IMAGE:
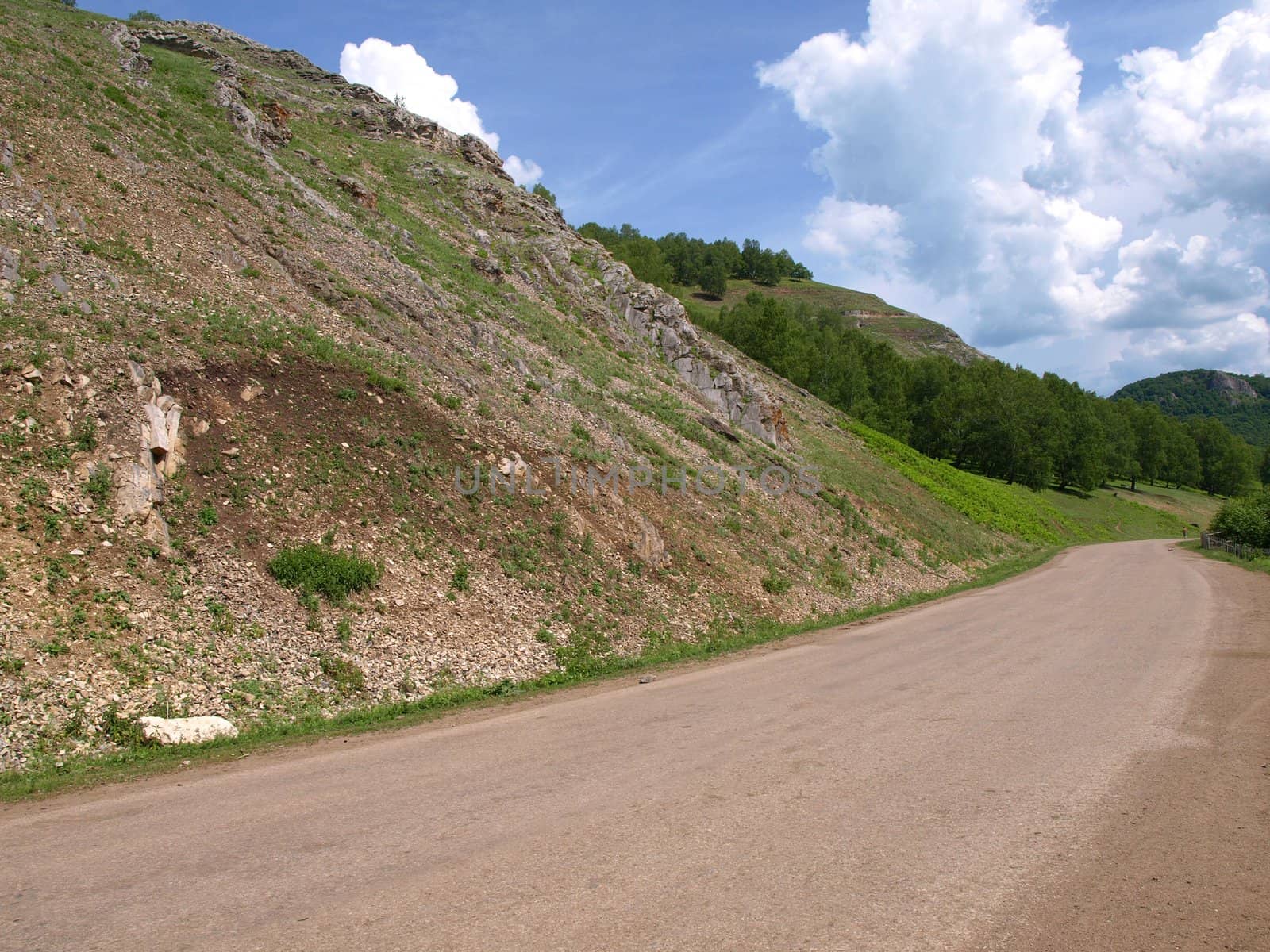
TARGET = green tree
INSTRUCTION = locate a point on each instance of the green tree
(714, 281)
(544, 192)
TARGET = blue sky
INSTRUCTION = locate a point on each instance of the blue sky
(654, 113)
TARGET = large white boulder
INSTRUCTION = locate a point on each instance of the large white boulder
(186, 730)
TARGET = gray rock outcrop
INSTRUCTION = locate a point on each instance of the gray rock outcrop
(139, 482)
(184, 730)
(725, 387)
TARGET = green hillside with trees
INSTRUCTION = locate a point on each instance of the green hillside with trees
(1242, 403)
(709, 276)
(1000, 420)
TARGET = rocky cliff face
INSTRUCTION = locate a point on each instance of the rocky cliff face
(249, 306)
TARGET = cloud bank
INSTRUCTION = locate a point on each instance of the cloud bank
(400, 71)
(968, 169)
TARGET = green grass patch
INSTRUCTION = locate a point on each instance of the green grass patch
(1111, 514)
(1011, 509)
(317, 569)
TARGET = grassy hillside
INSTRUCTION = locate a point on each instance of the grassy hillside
(910, 334)
(256, 319)
(247, 309)
(1242, 403)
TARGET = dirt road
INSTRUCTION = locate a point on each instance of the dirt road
(1073, 759)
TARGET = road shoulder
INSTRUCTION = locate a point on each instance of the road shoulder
(1180, 862)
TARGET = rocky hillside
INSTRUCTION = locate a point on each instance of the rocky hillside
(908, 333)
(254, 319)
(1242, 403)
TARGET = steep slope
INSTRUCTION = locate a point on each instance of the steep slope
(1242, 403)
(908, 333)
(247, 306)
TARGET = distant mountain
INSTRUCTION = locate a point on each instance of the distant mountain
(1242, 403)
(908, 333)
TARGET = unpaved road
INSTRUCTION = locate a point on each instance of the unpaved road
(1076, 759)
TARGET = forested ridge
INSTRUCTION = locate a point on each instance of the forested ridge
(679, 260)
(1242, 403)
(991, 418)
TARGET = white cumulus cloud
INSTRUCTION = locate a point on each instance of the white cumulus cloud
(967, 168)
(400, 71)
(524, 171)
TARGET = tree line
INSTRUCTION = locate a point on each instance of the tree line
(987, 416)
(677, 259)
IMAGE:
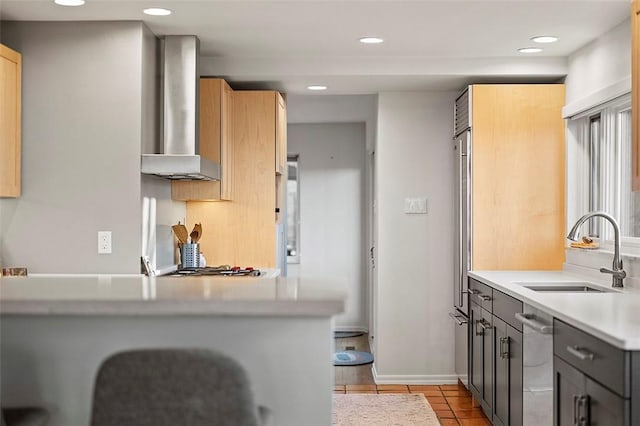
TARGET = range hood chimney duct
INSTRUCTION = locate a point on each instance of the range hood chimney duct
(180, 157)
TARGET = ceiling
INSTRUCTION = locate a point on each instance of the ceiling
(429, 44)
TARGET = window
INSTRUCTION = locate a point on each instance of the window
(293, 210)
(603, 173)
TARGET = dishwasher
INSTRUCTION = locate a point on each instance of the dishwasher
(537, 368)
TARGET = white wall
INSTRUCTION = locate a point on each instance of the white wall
(332, 210)
(89, 99)
(415, 158)
(600, 70)
(335, 109)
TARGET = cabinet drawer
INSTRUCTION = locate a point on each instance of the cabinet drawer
(604, 363)
(506, 307)
(481, 294)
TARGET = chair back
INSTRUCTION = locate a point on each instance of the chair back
(158, 387)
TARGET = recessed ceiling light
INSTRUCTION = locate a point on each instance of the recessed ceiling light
(156, 11)
(544, 39)
(69, 2)
(530, 50)
(371, 40)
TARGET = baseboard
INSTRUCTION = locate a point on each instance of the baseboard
(351, 328)
(435, 379)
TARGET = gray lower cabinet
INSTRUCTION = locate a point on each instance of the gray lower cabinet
(578, 400)
(495, 354)
(592, 380)
(481, 357)
(507, 405)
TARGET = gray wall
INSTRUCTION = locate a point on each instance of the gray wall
(81, 143)
(332, 210)
(414, 158)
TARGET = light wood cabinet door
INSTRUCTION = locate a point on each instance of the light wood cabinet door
(281, 135)
(242, 232)
(635, 90)
(10, 121)
(216, 143)
(518, 175)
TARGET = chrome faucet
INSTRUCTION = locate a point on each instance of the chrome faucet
(616, 271)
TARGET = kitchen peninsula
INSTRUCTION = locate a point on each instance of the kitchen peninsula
(57, 329)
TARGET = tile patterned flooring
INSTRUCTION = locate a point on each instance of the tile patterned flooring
(452, 403)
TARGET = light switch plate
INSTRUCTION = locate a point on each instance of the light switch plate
(415, 205)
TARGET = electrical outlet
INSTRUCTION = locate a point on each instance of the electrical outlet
(415, 205)
(104, 242)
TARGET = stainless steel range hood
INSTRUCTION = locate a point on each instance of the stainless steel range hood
(180, 157)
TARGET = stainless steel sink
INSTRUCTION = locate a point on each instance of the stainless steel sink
(564, 287)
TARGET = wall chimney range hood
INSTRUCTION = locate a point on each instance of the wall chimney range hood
(180, 158)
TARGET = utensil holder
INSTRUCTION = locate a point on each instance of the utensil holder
(190, 255)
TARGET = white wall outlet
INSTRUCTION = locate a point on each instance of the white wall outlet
(104, 242)
(415, 205)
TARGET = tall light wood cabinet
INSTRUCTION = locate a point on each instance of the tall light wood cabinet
(635, 90)
(10, 121)
(242, 232)
(518, 177)
(216, 143)
(281, 135)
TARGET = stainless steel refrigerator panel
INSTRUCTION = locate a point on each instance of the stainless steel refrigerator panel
(461, 345)
(462, 254)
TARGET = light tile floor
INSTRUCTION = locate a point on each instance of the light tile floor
(452, 403)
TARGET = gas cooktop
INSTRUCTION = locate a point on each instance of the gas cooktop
(224, 270)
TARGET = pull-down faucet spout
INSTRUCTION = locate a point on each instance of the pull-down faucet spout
(618, 274)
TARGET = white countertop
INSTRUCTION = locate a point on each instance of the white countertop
(181, 296)
(613, 316)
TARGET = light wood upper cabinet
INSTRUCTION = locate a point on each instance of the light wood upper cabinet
(281, 134)
(635, 90)
(10, 121)
(518, 169)
(216, 143)
(242, 232)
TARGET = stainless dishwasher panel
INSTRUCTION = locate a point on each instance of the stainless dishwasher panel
(537, 369)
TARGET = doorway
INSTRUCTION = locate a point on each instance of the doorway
(332, 243)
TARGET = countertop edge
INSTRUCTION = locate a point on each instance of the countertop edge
(227, 308)
(630, 344)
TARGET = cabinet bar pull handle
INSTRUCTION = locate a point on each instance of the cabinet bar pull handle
(580, 353)
(529, 319)
(583, 418)
(457, 319)
(504, 353)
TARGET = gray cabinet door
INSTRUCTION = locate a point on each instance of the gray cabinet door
(475, 351)
(501, 373)
(603, 407)
(578, 400)
(568, 385)
(507, 404)
(481, 354)
(515, 376)
(486, 327)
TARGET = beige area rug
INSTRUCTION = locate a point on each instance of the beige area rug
(383, 409)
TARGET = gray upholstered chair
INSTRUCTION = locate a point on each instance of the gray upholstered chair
(187, 387)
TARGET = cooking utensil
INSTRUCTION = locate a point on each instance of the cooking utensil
(181, 233)
(197, 228)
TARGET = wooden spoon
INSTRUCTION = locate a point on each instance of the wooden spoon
(181, 233)
(198, 228)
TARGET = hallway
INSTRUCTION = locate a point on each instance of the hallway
(452, 403)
- - -
**WHAT IS ASKED**
Return the lines above, from the one containing "TARGET = white countertop" to the end, exactly as they stand.

**EXERCISE OUTPUT**
TARGET = white countertop
INSTRUCTION = locate a point on each instance of the white countertop
(181, 296)
(613, 316)
TARGET = light wood upper cabinet
INSTRUCTION = locate a point on each instance of the light wood upper cabinet
(281, 134)
(635, 90)
(10, 121)
(518, 169)
(216, 143)
(242, 232)
TARGET = stainless dishwasher panel
INSTRUCTION = locate a point on each instance of the stainless dishwasher panel
(537, 369)
TARGET = doorway
INSTRUCTION = locate a point on each instance of the doorway
(332, 243)
TARGET = countertop edge
INSTRUCTION = locate a point on each instance of the countertop edge
(227, 308)
(630, 344)
TARGET = cabinet bar pull handle
INSTRUCTION = locate a point on each instance of the cabinet bar pull handle
(580, 353)
(529, 319)
(583, 418)
(457, 319)
(504, 353)
TARGET = gray cabinet door
INSTRUCTION = locate a point on each instance of the gray cabinet door
(475, 351)
(501, 373)
(603, 407)
(578, 400)
(568, 385)
(507, 404)
(481, 354)
(515, 376)
(486, 327)
TARGET = beige area rug
INSTRUCTION = locate a point on each instance of the beige area rug
(383, 409)
TARGET = gray upholstered chair
INSTRUCTION = locate a point on each instance of the gray upholstered chair
(187, 387)
TARGET = cooking utensil
INSTRUCTION = locate a point on each instance of the cooking utensil
(181, 233)
(197, 228)
TARGET = wooden spoon
INSTRUCTION = locate a point on each instance of the wooden spoon
(181, 233)
(198, 228)
TARGET = hallway
INSTRUCTION = locate a point on each instance of the hallway
(452, 403)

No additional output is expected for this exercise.